I read this article on a Hybrid Quantum LSTM in Pennylane and I'm trying to replicate it in Qiskit. Nevertheless it doesn't seem to work very well. Here's my code
from typing import Optional, Union
import numpy as np
from qiskit import QuantumCircuit
from qiskit.circuit.library import ZZFeatureMap, RealAmplitudes
from qiskit.providers import Backend, BaseBackend
from qiskit.utils import QuantumInstance
from qiskit.opflow import StateFn, PauliSumOp, ListOp, AerPauliExpectation
from qiskit_machine_learning.neural_networks import OpflowQNN
import torch
import torch.nn as nn
from torch import Tensor
class QLongShortTermMemory(nn.Module):
def __init__(self,
input_size: int,
hidden_size: int,
n_layers: Optional[int] = 1,
n_qubits: Optional[int] = 4,
batch_first: Optional[bool] = True,
feature_map: QuantumCircuit = None,
ansatz: QuantumCircuit = None,
quantum_instance: Optional[Union[QuantumInstance, BaseBackend, Backend]] = None
):
super(QLongShortTermMemory, self).__init__()
self.input_size = input_size
self.hidden_size = hidden_size
self.n_layers = n_layers
self.batch_first = batch_first
self._qlayers = {}
self._set_quantum_instance(quantum_instance)
# layers preparation
if feature_map:
if feature_map.num_qubits == n_qubits:
_feature_map = feature_map
else:
raise ValueError(f"Incompatible parameter n_qubits={n_qubits} with "
f"feature_map of {feature_map.num_qubits} qubits")
else:
_feature_map = ZZFeatureMap(n_qubits)
_ansatz = ansatz if ansatz else \
RealAmplitudes(n_qubits, entanglement='linear', reps=n_layers)
# quantum layers
self._construct_quantum_layers(_feature_map, _ansatz)
# classical layers
self.clayer_in = nn.Linear(input_size + hidden_size, n_qubits)
self.clayer_out = nn.Linear(n_qubits, hidden_size)
def _construct_quantum_layers(self, feature_map, ansatz):
for layer_name in ['forget', 'input', 'update', 'output']:
# define the layer using OpflowQNN from qiskit ml
n_inputs = feature_map.num_qubits
qc = QuantumCircuit(n_inputs)
qc.append(feature_map, range(n_inputs))
qc.append(ansatz, range(n_inputs))
readout_op = ListOp([
~StateFn(PauliSumOp.from_list([('Z' * self.hidden_size, 1)])) @ StateFn(qc)
] * n_inputs)
input_params = list(feature_map.parameters)
weight_params = list(ansatz.parameters)
layer = OpflowQNN(operator=readout_op,
input_params=input_params,
weight_params=weight_params,
exp_val=AerPauliExpectation(),
quantum_instance=self.quantum_instance
)

• **EXCERPTED RECORDS**
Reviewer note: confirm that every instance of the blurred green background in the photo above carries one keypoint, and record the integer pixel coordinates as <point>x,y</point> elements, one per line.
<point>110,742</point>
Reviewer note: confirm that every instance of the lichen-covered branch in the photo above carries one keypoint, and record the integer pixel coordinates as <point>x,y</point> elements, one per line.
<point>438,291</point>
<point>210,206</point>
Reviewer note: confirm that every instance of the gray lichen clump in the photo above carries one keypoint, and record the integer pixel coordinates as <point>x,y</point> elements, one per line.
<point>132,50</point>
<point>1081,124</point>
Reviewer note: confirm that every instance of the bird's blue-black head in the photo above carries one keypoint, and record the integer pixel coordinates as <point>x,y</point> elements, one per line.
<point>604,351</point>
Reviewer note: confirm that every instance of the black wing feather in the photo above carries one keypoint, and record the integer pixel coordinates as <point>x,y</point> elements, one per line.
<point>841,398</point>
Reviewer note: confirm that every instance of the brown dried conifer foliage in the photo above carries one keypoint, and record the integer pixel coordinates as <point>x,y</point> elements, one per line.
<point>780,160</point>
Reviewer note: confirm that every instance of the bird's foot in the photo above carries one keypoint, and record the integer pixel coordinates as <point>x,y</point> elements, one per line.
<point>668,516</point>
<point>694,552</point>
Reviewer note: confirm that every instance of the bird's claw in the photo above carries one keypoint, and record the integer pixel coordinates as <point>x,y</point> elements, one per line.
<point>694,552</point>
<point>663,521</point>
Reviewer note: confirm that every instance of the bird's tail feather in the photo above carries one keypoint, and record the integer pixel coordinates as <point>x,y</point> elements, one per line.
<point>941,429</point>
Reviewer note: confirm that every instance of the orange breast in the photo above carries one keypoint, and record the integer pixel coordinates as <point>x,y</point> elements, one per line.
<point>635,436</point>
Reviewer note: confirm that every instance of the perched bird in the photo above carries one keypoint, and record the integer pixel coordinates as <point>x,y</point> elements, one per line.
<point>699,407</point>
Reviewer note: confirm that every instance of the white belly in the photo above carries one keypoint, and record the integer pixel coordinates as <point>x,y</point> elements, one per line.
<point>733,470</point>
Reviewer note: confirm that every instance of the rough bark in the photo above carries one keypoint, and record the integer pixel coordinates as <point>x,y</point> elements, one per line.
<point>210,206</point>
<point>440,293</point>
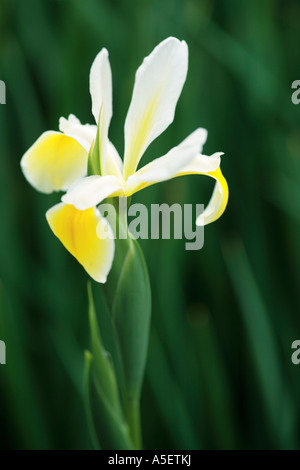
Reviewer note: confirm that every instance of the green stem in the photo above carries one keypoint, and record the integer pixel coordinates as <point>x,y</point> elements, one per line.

• **AIM**
Rewrite the quantum LSTM code from "# classical layers" to "qc.append(ansatz, range(n_inputs))", swapping in "gate_name" wherever "layer_name" appears.

• **FINISHED TASK**
# classical layers
self.clayer_in = nn.Linear(input_size + hidden_size, n_qubits)
self.clayer_out = nn.Linear(n_qubits, hidden_size)
def _construct_quantum_layers(self, feature_map, ansatz):
for gate_name in ['forget', 'input', 'update', 'output']:
# define the layer using OpflowQNN from qiskit ml
n_inputs = feature_map.num_qubits
qc = QuantumCircuit(n_inputs)
qc.append(feature_map, range(n_inputs))
qc.append(ansatz, range(n_inputs))